元の行 >>
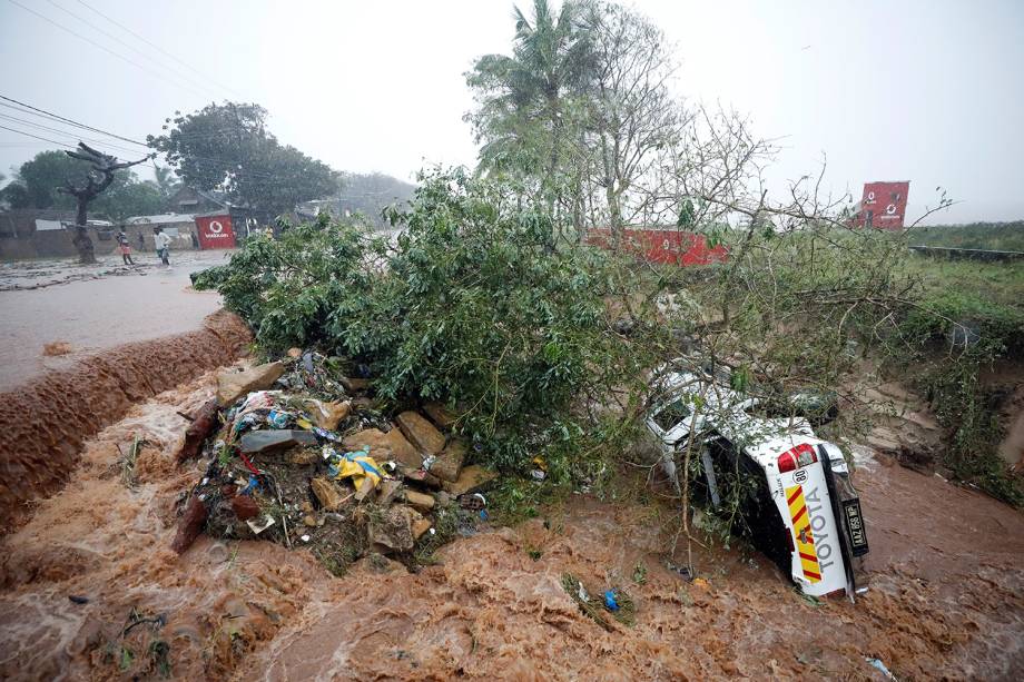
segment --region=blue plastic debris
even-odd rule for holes
[[[286,412],[280,412],[279,409],[272,409],[267,415],[267,424],[272,428],[284,428],[288,425],[288,419],[292,417],[291,414]]]
[[[892,672],[889,672],[889,669],[886,668],[886,666],[885,666],[885,663],[883,663],[880,660],[878,660],[878,659],[868,659],[868,658],[865,658],[864,660],[867,661],[868,663],[870,663],[870,664],[872,664],[872,668],[874,668],[875,670],[877,670],[878,672],[880,672],[882,674],[884,674],[886,680],[895,680],[895,679],[896,679],[896,675],[894,675]]]

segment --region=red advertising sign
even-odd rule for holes
[[[865,182],[857,225],[878,229],[903,229],[909,190],[909,181]]]
[[[235,233],[232,230],[232,217],[196,216],[196,227],[199,230],[199,248],[235,248]]]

作業内容 >> 上の行をすべて更新し、「advertising sign」を「billboard」に置き換える。ほかは一切変えず、画像は解答に含めない。

解答全文 >>
segment --region=blue plastic debris
even-odd rule for holes
[[[286,412],[280,412],[279,409],[272,409],[267,415],[267,424],[272,428],[284,428],[288,425],[288,419],[292,417],[291,414]]]
[[[892,672],[889,672],[889,669],[886,668],[886,666],[885,666],[885,663],[883,663],[880,660],[878,660],[878,659],[868,659],[868,658],[865,658],[864,660],[867,661],[868,663],[870,663],[870,664],[872,664],[872,668],[874,668],[875,670],[877,670],[878,672],[880,672],[882,674],[884,674],[886,680],[895,680],[895,679],[896,679],[896,675],[894,675]]]

segment --region=red billboard
even-odd rule for holes
[[[865,182],[857,225],[878,229],[903,229],[909,190],[909,181]]]
[[[235,233],[232,230],[232,217],[196,216],[196,227],[199,230],[199,248],[235,248]]]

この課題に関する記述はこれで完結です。